### 取り組む課題
本文のうち「しかしその増加時間は」で始まる段落を、主な事実を残したまま箇条書きに書き直しなさい。

開発がアジャイルであってもなくても、既存のコードへの追加変更はつきものです。TDDにより追加変更が短期間でできるようになれば、すなわち開発スピードそのものが向上することになります。これはリードタイムの短縮、リリース頻度の向上という形で現れます。

ただし、これはTDDの直接のメリットではありません。TDDを導入し理解しやすいコードを書く習慣と文化が組織に根付き、手元にあるコードが実際に理解しやすいものばかりになってきて初めて、得られる結果です。
目に見える結果が出るまでには、時間も労力もかかります。すなわちTDDはたちどころに結果の出る魔法のツールというわけではなく、計画的に進める投資と考えるほうが適切です。

ひとりでも始められる

ところがTDDは、自分ひとりだけで小さく始めてもすぐに効果が実感できるという嬉しい側面もあります。自分が書くコードを、自分だけでTDDしながらテストを書きコードを理解しやすくしていけば、その部分だけでも今後の作業が楽に、安全になり、不安を減らせます。プロダクト全体をきれいにするのは大変ですが、今日、自分がさわる部分だけでも、安心してさわれるきれいなコードに直していけるのです。

テスト駆動開発のよくある勘違い

テスト駆動開発について、よくある間違い、勘違いもあります。TDDのデメリットにつながる話もありますが、誤解である場合もあります。

誤解:TDDは品質保証のためのテスト手法である

繰り返しになりますが、テスト駆動開発は名前の通り開発手法、プログラミングのやり方です。品質保証観点のテストは、別途必要になると考えてください。
とはいえ、プログラマーは書いたコードを必ずテストしているわけなので、単純なバグは減る傾向にあります。テストとしては不十分であっても、結果として品質が向上するという嬉しい副作用はよく見られます。

誤解:TDDは時間がかかる

これまでテストコードを書いていないのであれば、テストコードを書くぶん作業量が増える。これは間違いありません。作業をコーディングフェーズ、テストフェーズと切り分けると、コーディングの時間は増える傾向にあります。特にTDD導入初期は、慣れの問題もありコーディングに時間がかかります。

しかしその増加時間は、多くの場合テストフェーズの期間短縮で相殺されます。テストフェーズでは、テスト作業よりもバグの発見と修正に多くの時間が取られます。コードが理解しやすく、追加変更の作業が安全で、しかもテストコードで動作確認しているので、テストフェーズで発見されるバグの総量が減るのです。TDDのメリットとして「デバッグ工数が減る」という項目がありましたが、まさにここで効果を発揮します。

誤解:TDDはアジャイルのものである

TDDはプログラミング手法であり、よりよいコードが書けて、バグが減る傾向があります。これはどんな開発現場であってもありがたい話です。伝統的なウォーターフォールプロセスの現場でも、開発フェーズでTDDを活用できます。

### 資料の抜粋
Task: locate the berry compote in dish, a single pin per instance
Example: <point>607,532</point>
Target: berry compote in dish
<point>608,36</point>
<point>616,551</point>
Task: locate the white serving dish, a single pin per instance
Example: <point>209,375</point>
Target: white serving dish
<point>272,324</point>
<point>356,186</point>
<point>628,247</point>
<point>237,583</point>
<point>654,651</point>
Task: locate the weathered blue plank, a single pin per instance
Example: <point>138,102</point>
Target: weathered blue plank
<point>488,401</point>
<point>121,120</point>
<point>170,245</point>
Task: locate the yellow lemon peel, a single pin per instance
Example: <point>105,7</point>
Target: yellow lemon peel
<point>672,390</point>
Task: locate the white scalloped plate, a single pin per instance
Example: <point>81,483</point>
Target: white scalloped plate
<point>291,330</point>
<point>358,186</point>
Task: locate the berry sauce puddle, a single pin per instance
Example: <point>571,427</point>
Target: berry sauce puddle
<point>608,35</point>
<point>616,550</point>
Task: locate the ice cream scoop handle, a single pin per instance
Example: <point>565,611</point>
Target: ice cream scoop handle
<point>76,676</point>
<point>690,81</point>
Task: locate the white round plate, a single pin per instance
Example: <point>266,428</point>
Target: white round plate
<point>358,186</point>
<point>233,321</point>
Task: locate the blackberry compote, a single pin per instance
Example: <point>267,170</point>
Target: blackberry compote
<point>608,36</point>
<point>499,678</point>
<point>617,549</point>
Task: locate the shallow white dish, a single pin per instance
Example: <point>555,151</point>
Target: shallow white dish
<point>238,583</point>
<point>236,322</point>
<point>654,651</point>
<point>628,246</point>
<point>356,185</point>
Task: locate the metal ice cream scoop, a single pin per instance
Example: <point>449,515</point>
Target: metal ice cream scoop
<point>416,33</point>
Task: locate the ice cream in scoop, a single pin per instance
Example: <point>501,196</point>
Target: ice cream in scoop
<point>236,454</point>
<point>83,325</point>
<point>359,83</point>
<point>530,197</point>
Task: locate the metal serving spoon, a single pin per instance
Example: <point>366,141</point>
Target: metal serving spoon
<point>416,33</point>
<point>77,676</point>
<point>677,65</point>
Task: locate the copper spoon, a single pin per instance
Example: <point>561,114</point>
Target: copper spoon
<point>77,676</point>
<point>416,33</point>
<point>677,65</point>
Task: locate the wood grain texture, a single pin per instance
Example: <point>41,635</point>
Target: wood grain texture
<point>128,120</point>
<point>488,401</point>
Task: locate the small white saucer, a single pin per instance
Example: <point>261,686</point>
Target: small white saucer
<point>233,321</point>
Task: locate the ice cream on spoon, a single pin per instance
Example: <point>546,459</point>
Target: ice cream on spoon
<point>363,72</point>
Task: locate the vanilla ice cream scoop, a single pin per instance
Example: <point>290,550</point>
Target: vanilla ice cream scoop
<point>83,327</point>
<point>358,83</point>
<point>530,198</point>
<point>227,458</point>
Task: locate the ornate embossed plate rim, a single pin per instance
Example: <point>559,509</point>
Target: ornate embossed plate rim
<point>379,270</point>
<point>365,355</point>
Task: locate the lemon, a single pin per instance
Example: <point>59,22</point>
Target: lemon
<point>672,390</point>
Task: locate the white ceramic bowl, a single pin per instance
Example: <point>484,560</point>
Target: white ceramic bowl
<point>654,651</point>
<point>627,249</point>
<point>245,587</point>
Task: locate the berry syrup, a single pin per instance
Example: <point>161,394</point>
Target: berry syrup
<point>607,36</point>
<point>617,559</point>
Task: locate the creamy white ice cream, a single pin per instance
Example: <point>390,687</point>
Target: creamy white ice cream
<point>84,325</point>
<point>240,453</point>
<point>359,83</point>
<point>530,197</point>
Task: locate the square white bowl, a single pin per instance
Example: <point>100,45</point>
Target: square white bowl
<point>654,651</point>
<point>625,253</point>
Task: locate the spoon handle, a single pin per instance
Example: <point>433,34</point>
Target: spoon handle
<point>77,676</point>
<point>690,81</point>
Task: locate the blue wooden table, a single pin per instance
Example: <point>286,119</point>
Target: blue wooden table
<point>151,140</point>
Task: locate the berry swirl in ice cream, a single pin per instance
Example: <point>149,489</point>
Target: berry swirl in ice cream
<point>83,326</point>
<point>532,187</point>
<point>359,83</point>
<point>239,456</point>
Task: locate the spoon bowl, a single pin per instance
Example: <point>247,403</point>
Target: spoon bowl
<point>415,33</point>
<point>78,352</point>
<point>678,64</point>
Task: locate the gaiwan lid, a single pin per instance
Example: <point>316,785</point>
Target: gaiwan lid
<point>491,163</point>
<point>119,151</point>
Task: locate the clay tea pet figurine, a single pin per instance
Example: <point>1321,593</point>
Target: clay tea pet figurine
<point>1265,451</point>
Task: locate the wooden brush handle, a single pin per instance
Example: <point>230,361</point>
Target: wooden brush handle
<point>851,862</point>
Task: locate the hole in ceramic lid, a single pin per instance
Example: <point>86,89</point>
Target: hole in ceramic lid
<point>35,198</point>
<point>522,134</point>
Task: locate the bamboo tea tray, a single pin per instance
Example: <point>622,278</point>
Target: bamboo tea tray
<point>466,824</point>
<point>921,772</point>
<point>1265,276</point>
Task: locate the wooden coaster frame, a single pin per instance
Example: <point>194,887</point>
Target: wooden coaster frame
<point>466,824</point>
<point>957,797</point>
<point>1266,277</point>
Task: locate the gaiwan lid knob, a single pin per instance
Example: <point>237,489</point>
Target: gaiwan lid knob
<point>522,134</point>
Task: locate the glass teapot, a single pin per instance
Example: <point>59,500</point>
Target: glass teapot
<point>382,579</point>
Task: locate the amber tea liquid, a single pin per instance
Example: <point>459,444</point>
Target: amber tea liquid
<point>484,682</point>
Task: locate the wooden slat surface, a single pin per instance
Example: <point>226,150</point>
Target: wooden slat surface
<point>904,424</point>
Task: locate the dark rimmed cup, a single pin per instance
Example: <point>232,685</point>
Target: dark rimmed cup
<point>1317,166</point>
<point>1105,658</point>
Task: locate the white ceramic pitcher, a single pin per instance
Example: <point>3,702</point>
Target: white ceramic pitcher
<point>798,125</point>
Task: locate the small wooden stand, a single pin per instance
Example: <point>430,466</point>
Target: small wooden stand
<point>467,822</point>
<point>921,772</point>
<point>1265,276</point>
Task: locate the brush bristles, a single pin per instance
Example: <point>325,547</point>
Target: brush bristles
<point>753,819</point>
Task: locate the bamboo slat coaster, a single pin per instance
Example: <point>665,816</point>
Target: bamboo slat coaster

### 演習の結果
- 増えたコーディング時間は、多くの場合テストフェーズの期間短縮で相殺される。
- テストフェーズでは、テスト作業よりもバグの発見と修正に多くの時間が取られる。
- コードが理解しやすく、追加変更の作業が安全で、テストコードで動作確認もしているため、テストフェーズで発見されるバグの総量が減る。
- TDDのメリットとして挙げた「デバッグ工数が減る」という効果は、まさにここで発揮される。